_Work instructions_.
Nothing but the lines from the one containing "Expected: for the shadow" to the end of the data should be returned, each exactly as written.

_Data shown_.
==========
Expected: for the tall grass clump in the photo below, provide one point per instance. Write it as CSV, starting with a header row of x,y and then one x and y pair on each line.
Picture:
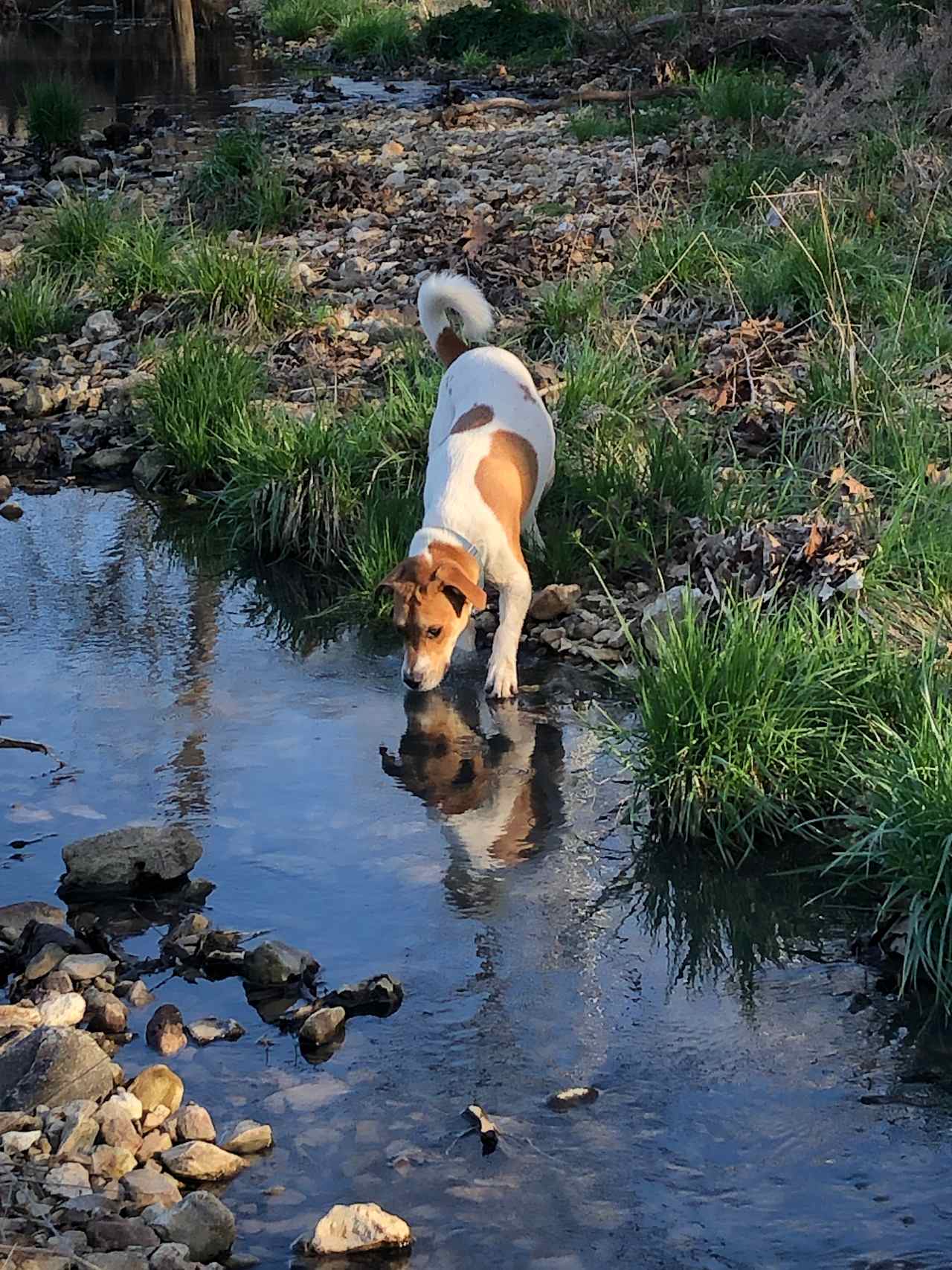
x,y
75,233
239,187
242,286
55,112
752,723
740,94
141,260
901,838
382,36
506,28
201,405
300,19
33,305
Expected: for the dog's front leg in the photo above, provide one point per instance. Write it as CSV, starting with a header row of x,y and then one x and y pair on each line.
x,y
515,596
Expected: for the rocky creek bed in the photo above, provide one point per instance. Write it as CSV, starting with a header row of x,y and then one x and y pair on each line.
x,y
762,1100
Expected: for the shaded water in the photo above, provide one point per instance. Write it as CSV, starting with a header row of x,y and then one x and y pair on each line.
x,y
472,853
183,56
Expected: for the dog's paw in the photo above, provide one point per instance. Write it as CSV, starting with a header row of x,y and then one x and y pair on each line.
x,y
501,681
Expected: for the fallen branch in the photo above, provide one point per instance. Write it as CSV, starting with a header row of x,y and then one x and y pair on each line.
x,y
34,747
580,98
750,10
489,1135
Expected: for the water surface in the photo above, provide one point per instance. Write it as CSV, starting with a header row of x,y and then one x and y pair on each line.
x,y
474,855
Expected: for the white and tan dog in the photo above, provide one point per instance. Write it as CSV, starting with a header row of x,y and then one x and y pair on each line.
x,y
492,456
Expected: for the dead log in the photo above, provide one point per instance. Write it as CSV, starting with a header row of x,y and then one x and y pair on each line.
x,y
752,10
583,97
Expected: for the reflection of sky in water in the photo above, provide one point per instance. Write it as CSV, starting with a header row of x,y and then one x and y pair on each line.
x,y
730,1131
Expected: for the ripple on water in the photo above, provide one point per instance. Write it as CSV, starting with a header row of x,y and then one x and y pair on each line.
x,y
472,859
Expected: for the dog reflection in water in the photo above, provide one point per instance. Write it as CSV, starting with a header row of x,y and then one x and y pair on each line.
x,y
498,795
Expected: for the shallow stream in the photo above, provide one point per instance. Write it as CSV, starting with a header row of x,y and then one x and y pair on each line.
x,y
731,1034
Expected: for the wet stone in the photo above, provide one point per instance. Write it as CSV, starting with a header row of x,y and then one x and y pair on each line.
x,y
106,1013
16,917
158,1086
202,1162
248,1137
202,1223
145,1187
82,968
323,1025
205,1031
43,962
356,1228
165,1031
274,963
138,858
194,1124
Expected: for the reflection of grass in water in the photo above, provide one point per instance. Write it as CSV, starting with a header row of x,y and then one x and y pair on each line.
x,y
716,923
296,607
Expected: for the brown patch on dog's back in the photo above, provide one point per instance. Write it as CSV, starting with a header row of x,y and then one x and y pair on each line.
x,y
506,481
450,346
476,417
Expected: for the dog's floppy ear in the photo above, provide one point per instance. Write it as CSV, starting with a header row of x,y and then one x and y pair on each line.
x,y
458,589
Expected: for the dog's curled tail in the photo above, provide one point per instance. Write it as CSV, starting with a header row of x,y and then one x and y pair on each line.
x,y
443,291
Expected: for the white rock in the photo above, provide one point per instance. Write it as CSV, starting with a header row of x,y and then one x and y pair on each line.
x,y
75,165
357,1228
86,966
68,1180
100,325
64,1010
202,1162
248,1137
22,1141
664,612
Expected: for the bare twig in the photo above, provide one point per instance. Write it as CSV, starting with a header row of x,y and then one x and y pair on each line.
x,y
34,747
750,10
580,98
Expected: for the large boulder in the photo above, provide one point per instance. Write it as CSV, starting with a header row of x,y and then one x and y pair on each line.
x,y
138,858
356,1228
52,1066
201,1222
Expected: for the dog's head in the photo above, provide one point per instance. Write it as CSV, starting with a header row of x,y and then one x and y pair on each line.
x,y
434,594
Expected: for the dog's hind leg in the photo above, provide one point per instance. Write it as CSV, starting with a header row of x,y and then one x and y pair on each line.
x,y
515,596
532,535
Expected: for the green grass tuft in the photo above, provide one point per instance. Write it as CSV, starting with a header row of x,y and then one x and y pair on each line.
x,y
33,305
244,286
382,36
740,94
141,260
300,19
75,233
239,187
901,840
749,723
201,407
506,30
474,61
55,112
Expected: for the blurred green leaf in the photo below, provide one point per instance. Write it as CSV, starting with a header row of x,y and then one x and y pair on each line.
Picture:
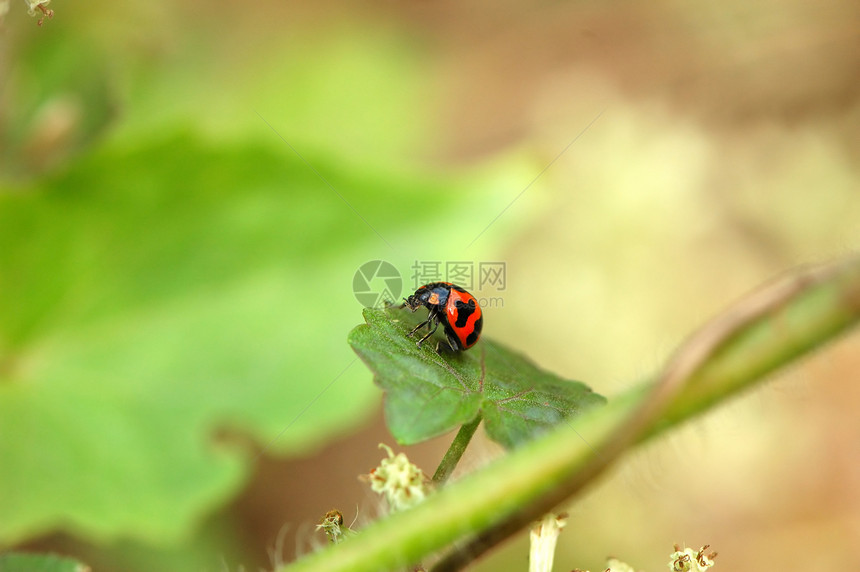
x,y
428,394
21,562
155,295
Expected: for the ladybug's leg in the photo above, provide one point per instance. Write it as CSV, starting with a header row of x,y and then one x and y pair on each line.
x,y
431,332
421,325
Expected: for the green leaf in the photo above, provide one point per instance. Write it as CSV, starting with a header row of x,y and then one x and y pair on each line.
x,y
158,295
21,562
427,394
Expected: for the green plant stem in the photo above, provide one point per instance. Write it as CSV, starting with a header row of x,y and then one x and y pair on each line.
x,y
456,450
487,506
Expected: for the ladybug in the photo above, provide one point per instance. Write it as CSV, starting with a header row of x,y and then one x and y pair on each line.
x,y
453,307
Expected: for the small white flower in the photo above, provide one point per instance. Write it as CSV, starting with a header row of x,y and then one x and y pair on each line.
x,y
403,484
332,525
544,536
687,560
34,5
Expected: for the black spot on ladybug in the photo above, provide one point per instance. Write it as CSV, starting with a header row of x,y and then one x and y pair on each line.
x,y
476,331
464,310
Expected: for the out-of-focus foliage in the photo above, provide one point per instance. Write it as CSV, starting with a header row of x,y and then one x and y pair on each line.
x,y
162,284
21,562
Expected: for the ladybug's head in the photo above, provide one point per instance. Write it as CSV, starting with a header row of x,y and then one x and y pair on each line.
x,y
416,300
424,296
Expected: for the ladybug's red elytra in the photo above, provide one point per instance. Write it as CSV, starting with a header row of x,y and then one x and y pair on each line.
x,y
453,307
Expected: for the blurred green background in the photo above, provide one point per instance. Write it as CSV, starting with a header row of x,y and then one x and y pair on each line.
x,y
187,189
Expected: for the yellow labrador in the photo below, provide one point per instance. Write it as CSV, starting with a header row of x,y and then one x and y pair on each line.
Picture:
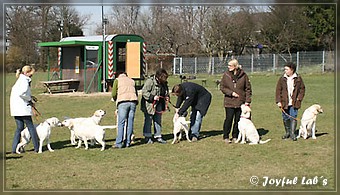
x,y
247,129
87,131
308,121
43,132
180,124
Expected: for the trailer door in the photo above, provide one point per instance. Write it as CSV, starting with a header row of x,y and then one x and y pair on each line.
x,y
133,64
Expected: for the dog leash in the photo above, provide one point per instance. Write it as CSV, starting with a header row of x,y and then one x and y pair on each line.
x,y
166,106
288,114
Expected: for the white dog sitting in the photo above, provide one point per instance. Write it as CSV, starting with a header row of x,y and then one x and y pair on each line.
x,y
94,119
247,129
180,124
308,121
43,131
85,131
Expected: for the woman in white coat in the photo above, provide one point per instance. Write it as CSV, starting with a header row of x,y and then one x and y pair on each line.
x,y
21,106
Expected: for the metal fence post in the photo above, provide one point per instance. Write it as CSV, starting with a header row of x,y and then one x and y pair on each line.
x,y
195,65
213,66
174,66
274,63
180,66
252,63
297,61
323,61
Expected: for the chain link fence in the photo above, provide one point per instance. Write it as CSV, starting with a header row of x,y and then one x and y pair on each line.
x,y
307,62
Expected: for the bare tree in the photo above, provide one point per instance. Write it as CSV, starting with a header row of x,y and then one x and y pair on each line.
x,y
285,28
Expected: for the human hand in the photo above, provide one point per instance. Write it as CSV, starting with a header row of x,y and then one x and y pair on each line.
x,y
176,116
234,94
279,104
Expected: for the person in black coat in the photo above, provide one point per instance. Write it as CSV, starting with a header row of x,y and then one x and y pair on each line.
x,y
198,98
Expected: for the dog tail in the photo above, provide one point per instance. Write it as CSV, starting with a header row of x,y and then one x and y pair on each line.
x,y
263,142
109,127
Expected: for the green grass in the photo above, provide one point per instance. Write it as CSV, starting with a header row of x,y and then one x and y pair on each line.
x,y
208,164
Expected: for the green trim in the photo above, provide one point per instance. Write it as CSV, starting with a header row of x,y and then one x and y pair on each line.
x,y
68,43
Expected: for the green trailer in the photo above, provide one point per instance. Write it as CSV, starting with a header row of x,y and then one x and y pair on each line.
x,y
81,58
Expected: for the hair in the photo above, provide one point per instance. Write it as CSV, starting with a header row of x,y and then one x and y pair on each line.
x,y
161,72
234,63
121,72
178,89
291,65
24,70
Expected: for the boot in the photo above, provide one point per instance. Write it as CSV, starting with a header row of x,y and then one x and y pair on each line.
x,y
293,127
286,124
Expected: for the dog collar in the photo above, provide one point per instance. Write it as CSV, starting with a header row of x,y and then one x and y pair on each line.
x,y
47,123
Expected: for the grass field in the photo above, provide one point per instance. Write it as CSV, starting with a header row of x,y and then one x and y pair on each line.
x,y
208,164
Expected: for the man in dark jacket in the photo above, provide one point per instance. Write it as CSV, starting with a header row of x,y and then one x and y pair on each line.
x,y
236,87
194,96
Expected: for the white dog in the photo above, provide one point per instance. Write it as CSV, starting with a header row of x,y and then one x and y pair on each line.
x,y
247,129
86,131
94,119
308,121
180,124
43,131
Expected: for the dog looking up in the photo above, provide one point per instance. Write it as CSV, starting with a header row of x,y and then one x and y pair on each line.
x,y
180,124
86,131
247,129
308,121
43,132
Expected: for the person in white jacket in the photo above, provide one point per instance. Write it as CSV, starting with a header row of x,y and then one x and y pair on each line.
x,y
21,106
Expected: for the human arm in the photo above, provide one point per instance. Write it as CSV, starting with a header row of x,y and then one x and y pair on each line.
x,y
115,89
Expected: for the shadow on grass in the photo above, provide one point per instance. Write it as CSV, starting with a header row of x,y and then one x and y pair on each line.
x,y
320,134
262,131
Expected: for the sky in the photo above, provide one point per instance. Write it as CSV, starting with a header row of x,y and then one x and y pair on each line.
x,y
95,13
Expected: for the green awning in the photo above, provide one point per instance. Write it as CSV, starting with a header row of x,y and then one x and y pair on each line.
x,y
68,43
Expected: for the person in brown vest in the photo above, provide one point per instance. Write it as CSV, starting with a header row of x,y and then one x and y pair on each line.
x,y
126,97
290,91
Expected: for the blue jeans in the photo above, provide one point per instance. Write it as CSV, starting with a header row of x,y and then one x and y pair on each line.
x,y
126,114
20,121
157,123
291,111
195,122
==========
_Output of the exercise_.
Expected: for the shadow on grass in the photo above, provide one point per instance. Write it as CSV, starting with a header row of x,y and then one x and y pair on each line.
x,y
320,134
262,131
Expected: for the sky in the photo above, provide one point per instance. Write it as CSV, starting with a header row of x,y and then one x and y pair on each line.
x,y
95,13
Expected: for the green awning in the photo above, provide one point per instance. Write it as CSV, starting with a header row of x,y and then one x and y pair on each line.
x,y
68,43
Expected: for the person in brown vest in the photo above, provide one point per instance. Write it as CSV, starting with a header row of x,y and then one x and y pair on each line.
x,y
126,97
290,91
Expected: for the blue jeans in the photo above, provide one point per instance. Write it as CSV, starting with a header row of x,y and then one x and y pair on each line.
x,y
126,114
20,121
157,123
291,111
195,122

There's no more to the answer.